▶ Task prompt:
Transcribe exactly, and only, the lines that fall between the line containing "Class, indicate each instance of the tree" and the last line of the material, both ends included, omitting any pictures.

▶ Provided entries:
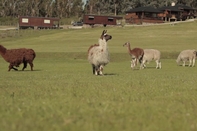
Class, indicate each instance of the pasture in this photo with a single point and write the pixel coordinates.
(63, 94)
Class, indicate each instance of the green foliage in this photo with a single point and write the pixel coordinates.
(62, 94)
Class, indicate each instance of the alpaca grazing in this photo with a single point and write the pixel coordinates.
(136, 55)
(98, 54)
(187, 55)
(152, 54)
(17, 56)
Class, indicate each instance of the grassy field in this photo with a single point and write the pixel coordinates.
(62, 94)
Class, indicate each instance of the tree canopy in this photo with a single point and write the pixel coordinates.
(69, 8)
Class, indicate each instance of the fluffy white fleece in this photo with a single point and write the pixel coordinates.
(99, 55)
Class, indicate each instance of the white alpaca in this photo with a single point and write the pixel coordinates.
(152, 54)
(187, 55)
(98, 54)
(136, 55)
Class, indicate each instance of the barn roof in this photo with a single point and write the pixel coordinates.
(144, 9)
(177, 8)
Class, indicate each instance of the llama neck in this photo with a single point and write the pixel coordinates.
(103, 43)
(2, 50)
(129, 48)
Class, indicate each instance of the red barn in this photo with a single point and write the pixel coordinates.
(38, 22)
(100, 19)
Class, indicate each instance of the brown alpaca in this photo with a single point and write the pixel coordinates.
(136, 55)
(17, 56)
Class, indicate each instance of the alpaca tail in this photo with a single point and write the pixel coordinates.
(141, 58)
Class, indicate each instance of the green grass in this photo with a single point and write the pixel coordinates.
(62, 93)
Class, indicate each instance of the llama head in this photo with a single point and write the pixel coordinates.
(105, 36)
(127, 44)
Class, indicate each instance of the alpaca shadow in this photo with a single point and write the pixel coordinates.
(26, 70)
(151, 67)
(110, 74)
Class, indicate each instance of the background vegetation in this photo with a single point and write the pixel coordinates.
(62, 93)
(76, 8)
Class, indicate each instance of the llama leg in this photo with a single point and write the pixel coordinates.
(96, 70)
(193, 63)
(31, 65)
(190, 62)
(93, 69)
(183, 63)
(11, 67)
(101, 70)
(24, 65)
(160, 64)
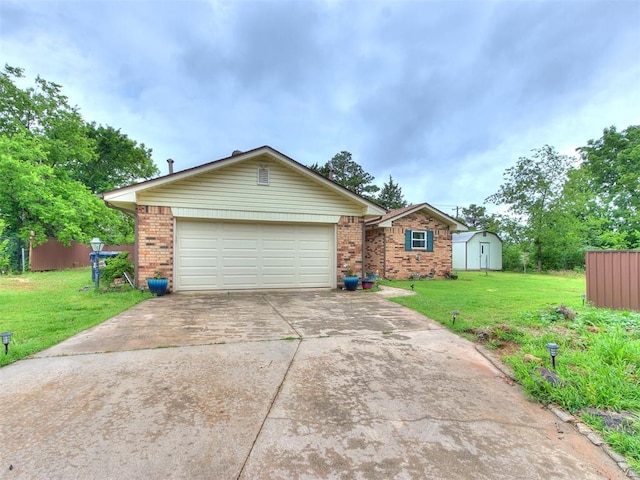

▶ Your response:
Class, indicate each instance of the tree canopy in this photo with a single point and write the pixel coordinates.
(69, 8)
Class, indicate each instance of the fluffy white fleece in this photo with a single point and write the pixel coordinates.
(99, 55)
Class, indicate each instance of the white alpaca in this photo with a single point and write the pixel coordinates.
(152, 54)
(187, 55)
(98, 54)
(136, 55)
Class, indicate each instance of the barn roof in this photo with a single point and write the pixel coordinates.
(144, 9)
(177, 8)
Class, indicate each instance of the llama neck in this photo with a single point and write the pixel coordinates.
(103, 43)
(2, 50)
(129, 48)
Class, indicate each instance of the red barn in this photo with a single point and write the pixel coordinates.
(38, 22)
(100, 19)
Class, indicate each instance of the brown alpaca in this photo with a single point and write the pixel coordinates.
(136, 55)
(17, 56)
Class, indicate each instance of the alpaca tail in this photo with a single point and write the pixel coordinates.
(141, 58)
Class, indicate each instance of the green grass in this photo with a single point and write the pixel coordinates.
(62, 93)
Class, indicate each instance of the llama head in this photo with a single point and write the pixel coordinates.
(105, 36)
(127, 44)
Class, indicate each instance of the alpaca shadow in this photo with a single point and write the pixel coordinates.
(26, 70)
(151, 67)
(110, 74)
Class, indicate each instance of the background vegetation in this photo with a single point and write the pixel coordinates.
(62, 93)
(76, 8)
Class, indicate each instance of the llama leg in this photo with a single point and write the pixel coordinates.
(96, 70)
(193, 63)
(31, 65)
(190, 62)
(93, 69)
(183, 63)
(11, 67)
(101, 70)
(24, 65)
(160, 64)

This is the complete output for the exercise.